WRITTEN EXERCISE:
Copy the material below exactly, starting with the line that contains "If you could indicate the barcode" and going on through the line that contains "point(760, 354)", with both of those lines included.

begin LISTED ENTRIES

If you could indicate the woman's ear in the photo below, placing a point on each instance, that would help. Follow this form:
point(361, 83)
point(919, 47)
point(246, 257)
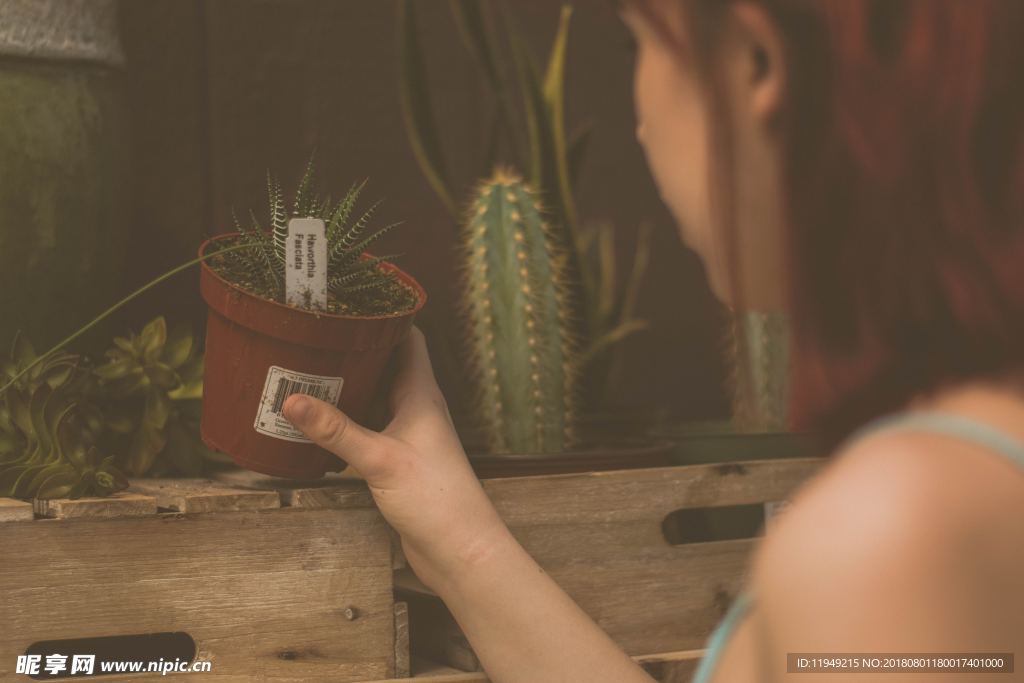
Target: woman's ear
point(757, 58)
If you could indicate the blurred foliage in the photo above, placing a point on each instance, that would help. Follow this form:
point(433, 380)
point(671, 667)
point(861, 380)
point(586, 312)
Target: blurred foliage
point(70, 427)
point(602, 299)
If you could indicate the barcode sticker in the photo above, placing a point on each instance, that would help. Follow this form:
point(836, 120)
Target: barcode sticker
point(281, 384)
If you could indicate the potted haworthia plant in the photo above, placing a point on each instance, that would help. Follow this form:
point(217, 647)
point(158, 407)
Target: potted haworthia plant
point(297, 306)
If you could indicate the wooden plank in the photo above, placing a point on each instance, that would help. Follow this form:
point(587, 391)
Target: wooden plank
point(204, 496)
point(676, 667)
point(335, 491)
point(12, 510)
point(643, 494)
point(264, 593)
point(435, 635)
point(122, 504)
point(600, 537)
point(401, 664)
point(666, 667)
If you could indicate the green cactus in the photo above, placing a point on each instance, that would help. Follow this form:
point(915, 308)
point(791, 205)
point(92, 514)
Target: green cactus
point(520, 343)
point(760, 354)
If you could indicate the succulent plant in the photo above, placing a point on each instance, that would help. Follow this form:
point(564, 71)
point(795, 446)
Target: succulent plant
point(50, 430)
point(151, 386)
point(603, 302)
point(355, 281)
point(520, 344)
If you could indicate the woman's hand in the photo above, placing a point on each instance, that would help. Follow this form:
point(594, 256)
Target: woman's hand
point(416, 468)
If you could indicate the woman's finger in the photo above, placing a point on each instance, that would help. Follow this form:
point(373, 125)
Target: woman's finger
point(335, 431)
point(415, 392)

end LISTED ENTRIES

FULL OUTPUT:
If you could indicate the barcode sticker in the photo above, placing a point on each instance, that would help. Follow this form:
point(836, 120)
Target: barcode sticker
point(281, 384)
If you could indicate the potted haworthia plant in the photo above, placing a point on each instance, that would help. Follow this form:
point(217, 647)
point(158, 407)
Target: potted haworthia plant
point(297, 306)
If you could indicate the wooden plank in the photo above, placing a point on each instance, that would help. Follow this form:
point(587, 391)
Target: wooden plank
point(204, 496)
point(676, 667)
point(335, 491)
point(12, 510)
point(643, 494)
point(264, 593)
point(435, 635)
point(122, 504)
point(600, 537)
point(401, 664)
point(666, 667)
If you could indicate the green cactus in the photo above, placing a point on each instance, that would help. Follow this form:
point(915, 308)
point(791, 205)
point(92, 514)
Target: green cactus
point(520, 343)
point(760, 354)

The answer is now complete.